## Aim of the task
Arrange every line of the rows below as a Markdown table with the columns No. and Line, numbering the lines in order and leaving out blank ones.

## Information given
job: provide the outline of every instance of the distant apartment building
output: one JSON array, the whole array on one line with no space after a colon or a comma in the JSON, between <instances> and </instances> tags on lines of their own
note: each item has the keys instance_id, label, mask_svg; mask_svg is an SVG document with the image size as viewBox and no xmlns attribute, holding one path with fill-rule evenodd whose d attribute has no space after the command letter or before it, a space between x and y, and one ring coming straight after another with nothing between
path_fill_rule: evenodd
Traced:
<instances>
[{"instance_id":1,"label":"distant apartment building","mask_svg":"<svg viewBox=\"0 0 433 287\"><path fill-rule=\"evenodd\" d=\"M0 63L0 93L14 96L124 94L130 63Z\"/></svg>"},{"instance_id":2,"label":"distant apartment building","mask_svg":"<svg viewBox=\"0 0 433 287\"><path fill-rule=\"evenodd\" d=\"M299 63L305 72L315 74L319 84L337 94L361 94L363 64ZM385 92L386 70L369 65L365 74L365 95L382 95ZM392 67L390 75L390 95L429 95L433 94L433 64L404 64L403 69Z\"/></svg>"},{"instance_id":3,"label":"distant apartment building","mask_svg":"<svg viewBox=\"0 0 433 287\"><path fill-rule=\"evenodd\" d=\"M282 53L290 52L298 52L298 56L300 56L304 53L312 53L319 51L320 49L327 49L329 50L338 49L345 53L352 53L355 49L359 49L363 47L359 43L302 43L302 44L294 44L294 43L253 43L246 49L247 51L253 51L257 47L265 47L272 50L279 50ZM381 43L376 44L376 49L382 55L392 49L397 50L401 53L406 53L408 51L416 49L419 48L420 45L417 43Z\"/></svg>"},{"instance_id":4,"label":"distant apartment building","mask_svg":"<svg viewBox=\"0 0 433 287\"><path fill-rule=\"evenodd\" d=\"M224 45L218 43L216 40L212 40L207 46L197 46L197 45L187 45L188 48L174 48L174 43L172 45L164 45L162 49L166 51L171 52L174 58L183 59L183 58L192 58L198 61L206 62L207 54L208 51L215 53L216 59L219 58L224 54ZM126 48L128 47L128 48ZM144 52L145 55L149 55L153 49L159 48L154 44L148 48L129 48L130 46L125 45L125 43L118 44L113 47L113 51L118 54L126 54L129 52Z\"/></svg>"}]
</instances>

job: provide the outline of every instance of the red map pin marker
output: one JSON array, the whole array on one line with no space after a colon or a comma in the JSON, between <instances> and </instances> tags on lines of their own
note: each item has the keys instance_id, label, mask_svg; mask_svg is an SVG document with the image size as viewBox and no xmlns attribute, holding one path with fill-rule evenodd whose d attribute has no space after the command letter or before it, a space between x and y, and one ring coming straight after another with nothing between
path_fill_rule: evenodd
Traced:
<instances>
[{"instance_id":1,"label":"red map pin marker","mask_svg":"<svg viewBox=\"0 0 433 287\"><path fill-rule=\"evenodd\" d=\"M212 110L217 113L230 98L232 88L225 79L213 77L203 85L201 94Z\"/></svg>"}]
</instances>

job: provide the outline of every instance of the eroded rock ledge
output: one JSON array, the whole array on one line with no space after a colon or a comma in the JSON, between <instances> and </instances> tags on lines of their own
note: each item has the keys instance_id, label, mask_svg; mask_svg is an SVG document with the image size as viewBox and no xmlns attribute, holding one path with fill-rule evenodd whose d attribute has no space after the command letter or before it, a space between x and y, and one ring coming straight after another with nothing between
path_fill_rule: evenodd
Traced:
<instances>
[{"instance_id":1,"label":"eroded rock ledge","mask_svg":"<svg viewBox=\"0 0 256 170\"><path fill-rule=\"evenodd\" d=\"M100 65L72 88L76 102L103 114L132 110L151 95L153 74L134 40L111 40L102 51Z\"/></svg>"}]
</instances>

## Problem solution
| No. | Line |
|---|---|
| 1 | job: provide the outline of every instance of the distant apartment building |
| 2 | output: one JSON array, the whole array on one line with no space after a colon or a comma in the JSON, between <instances> and </instances> tags on lines of their own |
| 3 | note: each item has the keys instance_id, label, mask_svg; mask_svg is an SVG document with the image size as viewBox and no xmlns attribute, holding one path with fill-rule evenodd whose d attribute has no space after the command letter or before it, a space between x and y, and one ring coming straight after another with nothing between |
| 4 | path_fill_rule: evenodd |
| 5 | Traced: |
| 6 | <instances> |
| 7 | [{"instance_id":1,"label":"distant apartment building","mask_svg":"<svg viewBox=\"0 0 433 287\"><path fill-rule=\"evenodd\" d=\"M0 63L0 93L14 96L124 94L130 63Z\"/></svg>"},{"instance_id":2,"label":"distant apartment building","mask_svg":"<svg viewBox=\"0 0 433 287\"><path fill-rule=\"evenodd\" d=\"M299 63L305 72L315 74L319 84L337 94L361 94L363 64ZM385 92L386 70L369 65L365 74L365 95L382 95ZM392 67L390 75L390 95L429 95L433 94L433 64L404 64L403 69Z\"/></svg>"},{"instance_id":3,"label":"distant apartment building","mask_svg":"<svg viewBox=\"0 0 433 287\"><path fill-rule=\"evenodd\" d=\"M282 53L290 52L298 52L298 56L300 56L304 53L312 53L319 51L320 49L327 49L329 50L338 49L345 53L352 53L355 49L359 49L363 47L359 43L302 43L302 44L294 44L294 43L253 43L246 49L247 51L253 51L257 47L265 47L272 50L279 50ZM381 43L376 44L376 49L382 55L392 49L397 50L401 53L406 53L408 51L416 49L419 48L420 45L417 43Z\"/></svg>"},{"instance_id":4,"label":"distant apartment building","mask_svg":"<svg viewBox=\"0 0 433 287\"><path fill-rule=\"evenodd\" d=\"M224 45L218 43L216 40L212 40L207 46L197 46L197 45L187 45L188 48L174 48L174 43L172 45L164 45L162 49L166 51L171 52L174 58L183 59L183 58L192 58L198 61L206 62L207 54L208 51L215 53L216 59L219 58L224 54ZM126 48L128 47L128 48ZM144 52L145 55L149 55L153 49L159 48L154 44L148 48L129 48L130 46L125 45L125 43L118 44L113 47L113 51L118 54L126 54L129 52Z\"/></svg>"}] |
| 8 | </instances> |
| 9 | job: provide the outline of every instance of the red map pin marker |
| 10 | output: one JSON array, the whole array on one line with no space after a colon or a comma in the JSON, between <instances> and </instances> tags on lines of their own |
| 11 | note: each item has the keys instance_id, label, mask_svg; mask_svg is an SVG document with the image size as viewBox and no xmlns attribute, holding one path with fill-rule evenodd whose d attribute has no space after the command letter or before it, a space between x and y, and one ring coming straight after another with nothing between |
| 12 | path_fill_rule: evenodd |
| 13 | Traced: |
| 14 | <instances> |
| 15 | [{"instance_id":1,"label":"red map pin marker","mask_svg":"<svg viewBox=\"0 0 433 287\"><path fill-rule=\"evenodd\" d=\"M212 110L217 113L230 98L232 88L225 79L213 77L203 85L201 94Z\"/></svg>"}] |
| 16 | </instances> |
| 17 | job: provide the outline of every instance of the eroded rock ledge |
| 18 | output: one JSON array, the whole array on one line with no space after a colon or a comma in the JSON, between <instances> and </instances> tags on lines of their own |
| 19 | note: each item has the keys instance_id, label, mask_svg; mask_svg is an SVG document with the image size as viewBox and no xmlns attribute, holding one path with fill-rule evenodd whose d attribute has no space after the command letter or before it, a space between x and y, and one ring coming straight after another with nothing between |
| 20 | path_fill_rule: evenodd |
| 21 | Traced: |
| 22 | <instances> |
| 23 | [{"instance_id":1,"label":"eroded rock ledge","mask_svg":"<svg viewBox=\"0 0 256 170\"><path fill-rule=\"evenodd\" d=\"M100 65L72 88L76 102L103 114L132 110L151 95L153 74L134 40L111 40L102 51Z\"/></svg>"}] |
| 24 | </instances> |